Excerpts from a dataset:
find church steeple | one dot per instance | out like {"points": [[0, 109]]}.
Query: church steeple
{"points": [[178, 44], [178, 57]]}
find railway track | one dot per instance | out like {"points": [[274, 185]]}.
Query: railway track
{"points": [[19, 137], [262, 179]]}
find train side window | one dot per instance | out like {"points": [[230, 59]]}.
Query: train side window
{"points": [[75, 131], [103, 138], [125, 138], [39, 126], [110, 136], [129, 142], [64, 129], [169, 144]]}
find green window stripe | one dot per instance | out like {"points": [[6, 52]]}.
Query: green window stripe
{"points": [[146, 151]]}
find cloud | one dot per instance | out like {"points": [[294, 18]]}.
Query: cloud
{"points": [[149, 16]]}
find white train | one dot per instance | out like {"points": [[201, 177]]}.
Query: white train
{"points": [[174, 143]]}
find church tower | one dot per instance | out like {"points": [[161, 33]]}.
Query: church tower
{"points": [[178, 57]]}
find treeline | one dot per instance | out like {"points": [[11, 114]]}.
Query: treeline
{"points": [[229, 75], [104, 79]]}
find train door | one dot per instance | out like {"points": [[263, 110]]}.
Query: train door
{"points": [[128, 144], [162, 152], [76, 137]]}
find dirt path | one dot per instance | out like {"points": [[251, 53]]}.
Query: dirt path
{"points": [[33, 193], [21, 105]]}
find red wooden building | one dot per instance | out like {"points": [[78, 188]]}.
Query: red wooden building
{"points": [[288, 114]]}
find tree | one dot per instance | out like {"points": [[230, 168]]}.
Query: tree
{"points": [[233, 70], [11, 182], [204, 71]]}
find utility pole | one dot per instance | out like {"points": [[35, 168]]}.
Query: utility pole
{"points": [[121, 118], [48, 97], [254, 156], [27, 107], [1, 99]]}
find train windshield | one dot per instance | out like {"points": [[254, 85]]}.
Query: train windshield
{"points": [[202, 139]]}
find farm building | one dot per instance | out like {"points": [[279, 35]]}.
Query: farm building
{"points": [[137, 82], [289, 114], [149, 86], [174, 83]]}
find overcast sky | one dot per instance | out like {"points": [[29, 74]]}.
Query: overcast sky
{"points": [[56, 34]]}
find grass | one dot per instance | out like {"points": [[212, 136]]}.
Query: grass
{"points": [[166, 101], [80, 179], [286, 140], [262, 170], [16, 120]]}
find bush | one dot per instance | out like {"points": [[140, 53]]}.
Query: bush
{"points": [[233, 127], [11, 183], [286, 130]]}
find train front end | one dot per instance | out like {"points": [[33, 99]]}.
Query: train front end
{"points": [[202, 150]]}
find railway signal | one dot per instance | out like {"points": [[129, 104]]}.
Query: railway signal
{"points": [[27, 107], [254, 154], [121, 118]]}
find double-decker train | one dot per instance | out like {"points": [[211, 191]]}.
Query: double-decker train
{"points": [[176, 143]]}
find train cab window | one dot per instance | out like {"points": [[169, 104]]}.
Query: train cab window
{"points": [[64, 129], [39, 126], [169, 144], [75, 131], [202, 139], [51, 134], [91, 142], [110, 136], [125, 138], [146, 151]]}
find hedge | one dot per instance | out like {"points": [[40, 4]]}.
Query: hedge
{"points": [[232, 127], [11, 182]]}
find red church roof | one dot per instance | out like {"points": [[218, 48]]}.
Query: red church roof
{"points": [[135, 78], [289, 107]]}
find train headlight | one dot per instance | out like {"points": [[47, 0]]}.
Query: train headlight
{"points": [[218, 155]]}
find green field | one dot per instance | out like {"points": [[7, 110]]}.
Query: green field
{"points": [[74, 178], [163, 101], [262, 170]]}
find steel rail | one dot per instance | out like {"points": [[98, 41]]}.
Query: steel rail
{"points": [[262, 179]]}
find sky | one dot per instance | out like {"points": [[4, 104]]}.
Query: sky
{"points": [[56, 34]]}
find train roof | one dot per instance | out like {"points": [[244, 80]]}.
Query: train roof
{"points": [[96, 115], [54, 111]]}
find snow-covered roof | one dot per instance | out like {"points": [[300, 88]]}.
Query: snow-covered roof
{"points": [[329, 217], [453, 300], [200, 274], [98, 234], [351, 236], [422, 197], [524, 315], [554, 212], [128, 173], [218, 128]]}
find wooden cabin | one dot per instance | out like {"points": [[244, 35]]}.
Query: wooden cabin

Requirement:
Please copy the data in full, character for character.

Reply:
find church steeple | one dot per instance | out like {"points": [[0, 109]]}.
Query: church steeple
{"points": [[178, 44], [178, 57]]}
find railway track | one dot per instance | out like {"points": [[274, 185]]}.
Query: railway track
{"points": [[19, 137], [262, 179]]}
find train side window | one dot per instance | out like {"points": [[230, 59]]}.
Query: train side window
{"points": [[75, 131], [103, 138], [125, 138], [39, 126], [110, 136], [129, 142], [64, 129], [169, 144]]}
find green window stripe | one dot per instance | out like {"points": [[6, 52]]}.
Query: green window stripe
{"points": [[146, 151]]}
find cloud | one dot per instance | out like {"points": [[294, 18]]}.
Query: cloud
{"points": [[149, 16]]}
find white train | one dot per instance | out like {"points": [[201, 177]]}.
Query: white train
{"points": [[174, 143]]}
find church tower | one dot per instance | out like {"points": [[161, 33]]}.
Query: church tower
{"points": [[178, 57]]}
find treeline | one dot per instance | out like {"points": [[11, 114]]}.
Query: treeline
{"points": [[229, 75], [104, 79]]}
find train door | one dot per instance | out like {"points": [[263, 110]]}.
Query: train door
{"points": [[128, 144], [162, 152], [76, 137]]}
find dirt path | one dot per instance | out like {"points": [[251, 53]]}.
Query: dirt path
{"points": [[33, 193], [21, 105]]}
find red wooden building | one dot per instance | out like {"points": [[78, 188]]}.
Query: red wooden building
{"points": [[288, 114]]}
find tree | one dot per instance | out like {"points": [[230, 168]]}.
Query: tree
{"points": [[233, 70], [11, 182], [204, 71]]}
find utility pole | one dot per instance | out like {"points": [[35, 168]]}.
Query: utility pole
{"points": [[121, 118], [48, 97], [254, 156], [27, 107], [1, 99]]}
find train windshield | one dot per instance | out like {"points": [[254, 85]]}.
Query: train windshield
{"points": [[202, 139]]}
find farm building | one dot per instance | out like {"points": [[279, 35]]}.
Query: farm building
{"points": [[137, 82], [289, 114], [149, 86], [174, 83]]}
find overcast sky | one dot per instance | out like {"points": [[29, 74]]}.
Query: overcast sky
{"points": [[56, 34]]}
find grass | one dot per instance | out like {"points": [[212, 136]]}.
Query: grass
{"points": [[166, 101], [80, 179], [286, 140], [262, 170], [16, 120]]}
find bush | one dot per instance | out like {"points": [[140, 53]]}.
Query: bush
{"points": [[233, 127], [11, 183], [286, 130]]}
find train front end | one dot per instance | out like {"points": [[33, 99]]}.
Query: train front end
{"points": [[202, 150]]}
find railway signal | one dot per instance | out like {"points": [[129, 104]]}.
Query: railway signal
{"points": [[27, 107], [254, 154], [121, 118]]}
find double-decker train | one dot per instance | out like {"points": [[211, 191]]}.
Query: double-decker train
{"points": [[176, 143]]}
find train cab window | one dot per instance | out like {"points": [[169, 104]]}.
Query: train cab window
{"points": [[64, 129], [39, 126], [169, 144], [75, 131], [202, 139], [51, 134], [91, 142], [110, 136], [125, 138], [146, 151]]}
find hedge | one dot per instance | out like {"points": [[40, 4]]}.
Query: hedge
{"points": [[232, 127], [11, 182]]}
find red church roof | one dot per instance | out like {"points": [[218, 48]]}.
Query: red church roof
{"points": [[135, 78], [289, 107]]}
find train headlight | one dot per instance | out like {"points": [[47, 0]]}.
Query: train headlight
{"points": [[218, 155]]}
find green field | one dot per instance | out like {"points": [[7, 110]]}.
Query: green field
{"points": [[74, 178], [163, 101], [262, 170]]}
find steel rail | one dot per instance | out like {"points": [[98, 41]]}.
Query: steel rail
{"points": [[262, 179]]}
find sky | one dot per instance | out like {"points": [[4, 104]]}.
Query: sky
{"points": [[56, 34]]}
find train roof | one dot per instance | out like {"points": [[244, 80]]}.
Query: train roof
{"points": [[96, 115], [54, 111]]}
find snow-covered roof | one dot per instance | out like {"points": [[300, 88]]}.
Query: snow-covered roof
{"points": [[329, 217], [453, 300], [200, 274], [98, 234], [351, 236], [422, 197], [524, 315], [554, 212], [128, 173], [218, 128]]}
find wooden cabin | one dot per instance | out like {"points": [[244, 35]]}.
Query: wooden cabin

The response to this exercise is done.